_Exercise objective:_ Read the material below. Count the lines containing "green" and give that count alone.

- Opening Delimiter -

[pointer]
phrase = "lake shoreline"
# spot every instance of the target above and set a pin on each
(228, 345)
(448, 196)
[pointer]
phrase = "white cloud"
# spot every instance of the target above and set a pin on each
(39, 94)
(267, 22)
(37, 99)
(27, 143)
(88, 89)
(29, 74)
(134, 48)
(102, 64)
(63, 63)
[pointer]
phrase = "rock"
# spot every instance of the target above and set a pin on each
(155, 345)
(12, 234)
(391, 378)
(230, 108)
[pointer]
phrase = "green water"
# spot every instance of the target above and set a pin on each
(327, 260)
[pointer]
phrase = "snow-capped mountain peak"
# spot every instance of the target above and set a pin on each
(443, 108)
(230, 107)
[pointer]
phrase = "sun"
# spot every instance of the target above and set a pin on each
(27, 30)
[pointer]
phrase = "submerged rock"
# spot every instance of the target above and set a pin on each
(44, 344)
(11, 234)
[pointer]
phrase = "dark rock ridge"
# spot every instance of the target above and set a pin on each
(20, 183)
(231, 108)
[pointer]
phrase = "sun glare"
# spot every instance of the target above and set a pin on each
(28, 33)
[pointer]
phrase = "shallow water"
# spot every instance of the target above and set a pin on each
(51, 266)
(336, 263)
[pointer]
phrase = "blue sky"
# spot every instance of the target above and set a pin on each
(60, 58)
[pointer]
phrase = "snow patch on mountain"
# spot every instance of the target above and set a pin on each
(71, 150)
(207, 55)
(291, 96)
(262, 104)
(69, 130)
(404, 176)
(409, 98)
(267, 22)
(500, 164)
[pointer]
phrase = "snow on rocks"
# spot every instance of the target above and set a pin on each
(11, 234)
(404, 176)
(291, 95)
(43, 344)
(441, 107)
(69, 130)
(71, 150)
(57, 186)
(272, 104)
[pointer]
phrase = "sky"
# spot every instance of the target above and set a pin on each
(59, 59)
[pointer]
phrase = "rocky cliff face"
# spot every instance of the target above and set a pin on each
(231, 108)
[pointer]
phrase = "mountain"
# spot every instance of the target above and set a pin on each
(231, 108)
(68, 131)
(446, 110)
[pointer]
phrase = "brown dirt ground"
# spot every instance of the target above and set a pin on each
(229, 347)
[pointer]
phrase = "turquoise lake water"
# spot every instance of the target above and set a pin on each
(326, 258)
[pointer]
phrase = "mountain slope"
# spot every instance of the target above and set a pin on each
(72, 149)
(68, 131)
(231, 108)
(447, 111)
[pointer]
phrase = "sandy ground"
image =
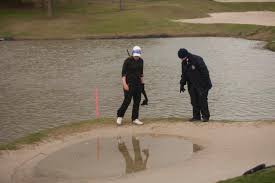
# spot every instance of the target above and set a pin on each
(266, 18)
(229, 150)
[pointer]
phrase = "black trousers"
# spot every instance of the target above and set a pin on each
(135, 93)
(199, 102)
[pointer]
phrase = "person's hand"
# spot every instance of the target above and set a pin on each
(145, 102)
(126, 87)
(182, 88)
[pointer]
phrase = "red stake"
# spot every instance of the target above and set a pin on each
(96, 103)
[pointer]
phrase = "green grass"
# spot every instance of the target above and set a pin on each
(145, 18)
(264, 176)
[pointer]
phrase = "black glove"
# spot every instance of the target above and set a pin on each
(182, 88)
(145, 102)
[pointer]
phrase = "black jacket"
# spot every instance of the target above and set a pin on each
(133, 70)
(195, 73)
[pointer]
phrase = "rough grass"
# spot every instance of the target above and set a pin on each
(96, 19)
(264, 176)
(60, 131)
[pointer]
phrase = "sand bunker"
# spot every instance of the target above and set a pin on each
(266, 18)
(228, 150)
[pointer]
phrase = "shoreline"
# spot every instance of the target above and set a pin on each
(84, 126)
(270, 45)
(231, 154)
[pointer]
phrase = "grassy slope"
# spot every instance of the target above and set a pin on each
(87, 19)
(264, 176)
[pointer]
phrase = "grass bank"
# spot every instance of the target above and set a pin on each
(145, 18)
(264, 176)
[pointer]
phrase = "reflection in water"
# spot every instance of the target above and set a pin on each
(138, 164)
(44, 84)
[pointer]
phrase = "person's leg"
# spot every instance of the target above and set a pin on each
(127, 100)
(204, 105)
(145, 101)
(136, 99)
(195, 103)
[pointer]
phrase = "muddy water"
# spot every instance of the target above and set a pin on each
(48, 83)
(111, 158)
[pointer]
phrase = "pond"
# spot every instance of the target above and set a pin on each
(49, 83)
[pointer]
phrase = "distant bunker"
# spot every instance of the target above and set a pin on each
(265, 18)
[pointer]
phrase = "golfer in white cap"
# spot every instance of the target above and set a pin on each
(132, 80)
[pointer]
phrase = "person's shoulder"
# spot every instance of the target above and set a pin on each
(196, 58)
(128, 59)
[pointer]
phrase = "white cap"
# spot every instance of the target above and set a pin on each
(136, 52)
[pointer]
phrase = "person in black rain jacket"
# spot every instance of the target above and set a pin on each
(132, 81)
(196, 75)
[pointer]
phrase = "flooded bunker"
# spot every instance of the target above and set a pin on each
(112, 158)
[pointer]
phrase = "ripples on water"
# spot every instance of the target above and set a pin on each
(48, 83)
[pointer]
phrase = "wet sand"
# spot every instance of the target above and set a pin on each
(229, 149)
(266, 18)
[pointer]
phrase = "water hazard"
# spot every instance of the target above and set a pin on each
(49, 83)
(111, 158)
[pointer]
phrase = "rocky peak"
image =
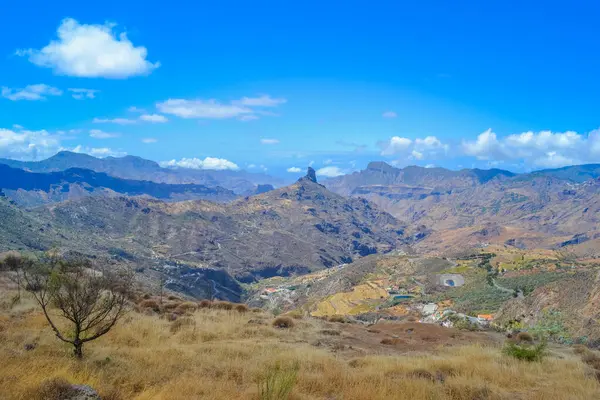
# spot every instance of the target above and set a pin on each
(311, 175)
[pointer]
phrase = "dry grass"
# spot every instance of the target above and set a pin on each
(216, 354)
(283, 322)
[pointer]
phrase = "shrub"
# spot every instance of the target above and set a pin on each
(592, 359)
(421, 374)
(205, 304)
(525, 352)
(150, 304)
(392, 341)
(296, 314)
(337, 318)
(278, 382)
(241, 308)
(524, 337)
(185, 307)
(53, 389)
(181, 323)
(466, 325)
(222, 305)
(283, 322)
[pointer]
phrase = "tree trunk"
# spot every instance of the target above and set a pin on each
(78, 349)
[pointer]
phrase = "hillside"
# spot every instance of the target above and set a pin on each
(137, 168)
(290, 230)
(212, 353)
(540, 203)
(33, 189)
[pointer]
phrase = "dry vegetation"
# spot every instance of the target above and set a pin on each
(218, 352)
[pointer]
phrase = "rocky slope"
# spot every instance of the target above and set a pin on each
(33, 189)
(551, 203)
(289, 230)
(136, 168)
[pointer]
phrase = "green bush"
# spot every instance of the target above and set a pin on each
(525, 352)
(278, 382)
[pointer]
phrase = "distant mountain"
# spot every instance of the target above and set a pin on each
(555, 203)
(574, 173)
(293, 229)
(131, 167)
(382, 174)
(33, 189)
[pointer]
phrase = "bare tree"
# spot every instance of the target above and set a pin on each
(162, 281)
(15, 264)
(89, 301)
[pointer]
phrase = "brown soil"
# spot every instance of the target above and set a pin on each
(399, 338)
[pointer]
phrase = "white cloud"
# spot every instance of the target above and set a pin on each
(261, 101)
(97, 151)
(245, 109)
(196, 163)
(247, 118)
(330, 172)
(28, 145)
(81, 93)
(544, 149)
(269, 141)
(31, 92)
(201, 109)
(395, 145)
(118, 121)
(98, 134)
(418, 149)
(91, 51)
(154, 118)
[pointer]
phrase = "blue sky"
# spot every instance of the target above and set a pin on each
(273, 86)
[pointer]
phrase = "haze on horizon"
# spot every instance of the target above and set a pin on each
(277, 88)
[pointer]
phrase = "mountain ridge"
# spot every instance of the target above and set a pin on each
(137, 168)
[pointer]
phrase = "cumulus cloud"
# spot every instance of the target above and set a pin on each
(269, 141)
(154, 118)
(32, 92)
(118, 121)
(247, 118)
(98, 134)
(211, 109)
(196, 163)
(81, 93)
(418, 149)
(245, 109)
(28, 145)
(261, 101)
(543, 149)
(91, 51)
(100, 152)
(330, 171)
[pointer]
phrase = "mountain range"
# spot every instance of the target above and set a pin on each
(136, 168)
(551, 204)
(33, 189)
(133, 211)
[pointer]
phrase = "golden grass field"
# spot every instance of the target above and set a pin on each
(217, 354)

- Closing Delimiter -

_Solution for this task:_ 3